Accordingly, the computational load of the synthesizing unit is
significantly reduced.
[0044] The inventors have gained the insight that the number of
noise parameters used for synthesis can be drastically reduced
without any substantial loss of sound quality. The number of
selected sets can be relatively small, for example 5 out of a total
of 64 (7.8%). In general, the number of selected sets should be at
least approximately 4.5% of the total number to prevent any
perceptible loss of sound quality, although at least 10% is
preferred. If the number of selected sets is further reduced below
approximately 4.5%, the quality of the synthesized sound gradually
decreases but may, for some applications, still be acceptable. It
will be understood that higher percentages, such as 15%, 20%, 30%
or 40% may also be used, although this will increase the
computational load.
[0045] The decision which sets to include and which not, made by
the decision section 21, is made on the basis of a perceptual
relevance value, for example the amplitude (level) of the noise
components, articulation data from the sound bank (controlling the
envelope generator, low frequency oscillator, etc.) and information
from MIDI data, for example note-on velocity and articulation
related controllers. Other perceptual relevance values may also be
utilized. Typically, a number of M sets having the largest
perceptual values are selected, for example the highest noise
amplitudes (or gains).

[What is asked]
**A)** In the patent passage on selecting noise parameter sets, what is the minimum share of the total sets that should be selected to prevent any perceptible loss of sound quality?
**B)** Continue the patent passage on selecting noise parameter sets, picking up right after its final sentence.

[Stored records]
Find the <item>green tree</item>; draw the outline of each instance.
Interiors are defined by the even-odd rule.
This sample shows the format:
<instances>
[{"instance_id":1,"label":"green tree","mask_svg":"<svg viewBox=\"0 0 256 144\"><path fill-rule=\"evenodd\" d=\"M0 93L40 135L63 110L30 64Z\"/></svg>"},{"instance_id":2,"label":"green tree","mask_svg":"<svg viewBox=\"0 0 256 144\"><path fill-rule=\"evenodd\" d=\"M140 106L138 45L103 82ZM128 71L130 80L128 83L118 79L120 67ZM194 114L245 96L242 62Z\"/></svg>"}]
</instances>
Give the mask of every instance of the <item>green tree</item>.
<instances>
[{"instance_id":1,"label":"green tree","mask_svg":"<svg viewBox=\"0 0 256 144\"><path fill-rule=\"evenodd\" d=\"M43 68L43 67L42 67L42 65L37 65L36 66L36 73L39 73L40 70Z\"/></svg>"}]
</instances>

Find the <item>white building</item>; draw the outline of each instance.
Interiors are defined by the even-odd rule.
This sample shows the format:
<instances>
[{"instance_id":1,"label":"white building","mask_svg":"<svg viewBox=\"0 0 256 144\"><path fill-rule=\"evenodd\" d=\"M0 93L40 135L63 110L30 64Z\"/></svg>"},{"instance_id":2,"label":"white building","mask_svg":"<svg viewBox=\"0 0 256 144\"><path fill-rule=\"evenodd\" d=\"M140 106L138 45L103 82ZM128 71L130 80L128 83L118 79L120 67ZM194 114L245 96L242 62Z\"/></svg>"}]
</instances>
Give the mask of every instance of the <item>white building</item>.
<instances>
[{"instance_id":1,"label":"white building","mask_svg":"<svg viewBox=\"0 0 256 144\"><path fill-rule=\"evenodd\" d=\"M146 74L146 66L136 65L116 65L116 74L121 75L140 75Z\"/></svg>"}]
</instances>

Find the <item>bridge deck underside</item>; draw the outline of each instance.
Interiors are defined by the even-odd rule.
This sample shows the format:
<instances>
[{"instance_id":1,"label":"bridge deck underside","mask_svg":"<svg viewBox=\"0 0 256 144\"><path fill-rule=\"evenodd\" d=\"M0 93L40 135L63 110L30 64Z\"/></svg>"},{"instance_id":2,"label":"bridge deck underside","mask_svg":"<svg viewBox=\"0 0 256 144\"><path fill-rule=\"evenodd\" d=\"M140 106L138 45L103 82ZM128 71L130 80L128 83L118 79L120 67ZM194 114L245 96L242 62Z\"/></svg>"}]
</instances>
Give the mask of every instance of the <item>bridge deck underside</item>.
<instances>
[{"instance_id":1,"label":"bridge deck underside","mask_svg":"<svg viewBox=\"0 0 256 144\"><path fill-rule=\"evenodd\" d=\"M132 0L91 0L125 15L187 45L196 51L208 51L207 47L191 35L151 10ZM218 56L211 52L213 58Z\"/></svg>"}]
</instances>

[Responses to the exercise]
**A)** At least approximately 4.5% of the total number of sets.

**B)**
[0046] Additionally, or alternatively, other parameters from each
set may be used by the decision section 21. For example, sinusoidal
parameters can be used to reduce the number of noise parameters.
Using sinusoidal (and/or transient) parameters, a masking curve can
be constructed such that noise parameters having an amplitude lower
than the masking curve can be omitted. The noise parameters of a
set may thus be compared with the masking curve. If they fall below
the curve, the noise parameters of the set may be rejected.
[0047] It will be understood that the sets S.sub.i (FIG. 2) and the
noise selection and synthesis is typically carried out per time
unit, for example per time frame. The noise parameters, and other
parameters, may therefore refer to a certain time unit only. Time
units, such as time frames, may partially overlap.
[0048] An exemplary embodiment of the synthesis unit 3 of FIG. 1 is
shown in more detail in FIG. 4. In this embodiment, the noise is
produced using both a temporal (time domain) envelope and a
spectral (frequency domain) envelope.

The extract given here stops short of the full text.